## ЦЕЛИ:
**1)** В абзаце фрагмента о либерализме и консерватизме, который начинается словами «С некоторых пор», найдите все выражения в кавычках-ёлочках и перечислите их.
**2)** Воспроизведите дословно отрывок фрагмента о либерализме и консерватизме от слов «Извечная оппозиция либерализма» до слов «и рост свободы.».

## ФРАГМЕНТ ДЛЯ ЧТЕНИЯ:
Александр Рубцов: Темы для либерально-консервативного диалога
С некоторых пор слово «либерализм» стало в России ругательным, а «модернизация» - опошленным и табуированным. Напротив, «консерватизм» и «традиция» за пару лет превратились в ключевые смыслы официальной политики и едва ли не выражают дух местного времени. Тем более интересно заняться сейчас «картированием идеологического ландшафта»: важно видеть всю идеологическую поляну и ее конфигурацию.
Извечная оппозиция либерализма и консерватизма не вполне корректна, хотя и оправданна. В правильной логике консерватизму противостоит не либерализм, а прогрессизм, восходящий к революционаризму; это спор о характере изменений, об их форме и скорости, а не о содержании. Либерализму же логически противостоит не консерватизм, а этатизм, государственничество с «коммунальными» пристрастиями. Но исторически сложилось, что в идеологии, политике и жизни либералы всегда спорили и боролись именно с консерваторами: при всех консервативных оговорках результирующий, но и наиболее проблемный вектор развития - эмансипация личности и рост свободы.
Консерваторы и либералы часто стоят по разные стороны не смысла, а движения. Их различает отношение к процессу, который в любом случае есть. Умеренный консерватор (охранительный, но не реставрационный) считает своей заслугой не то, что мир остановился в развитии, а то, что он эволюционировал в это состояние без еще больших трагедий. Если либералы акцентируют эволюционное движение к свободе, то консерваторы полагают, что без них «было бы хуже»: издержки ускоренного, а тем более революционного прогресса были бы выше. Образованные консерваторы ссылаются на известные эффекты развития, когда «революции отбрасывают назад». А широко мыслящие либералы, наоборот, обращают внимание на общий вектор движения истории, не перечеркиваемый откатами и иллюзией циклизма.

## СТРОКИ НАБОРА ДАННЫХ:
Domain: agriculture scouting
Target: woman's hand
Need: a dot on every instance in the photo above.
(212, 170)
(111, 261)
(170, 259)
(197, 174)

## ОТВЕТЫ ПО ПОРЯДКУ:
**1)** «либерализм», «модернизация», «консерватизм», «традиция», «картированием идеологического ландшафта»

**2)**
Извечная оппозиция либерализма и консерватизма не вполне корректна, хотя и оправданна. В правильной логике консерватизму противостоит не либерализм, а прогрессизм, восходящий к революционаризму; это спор о характере изменений, об их форме и скорости, а не о содержании. Либерализму же логически противостоит не консерватизм, а этатизм, государственничество с «коммунальными» пристрастиями. Но исторически сложилось, что в идеологии, политике и жизни либералы всегда спорили и боролись именно с консерваторами: при всех консервативных оговорках результирующий, но и наиболее проблемный вектор развития - эмансипация личности и рост свободы.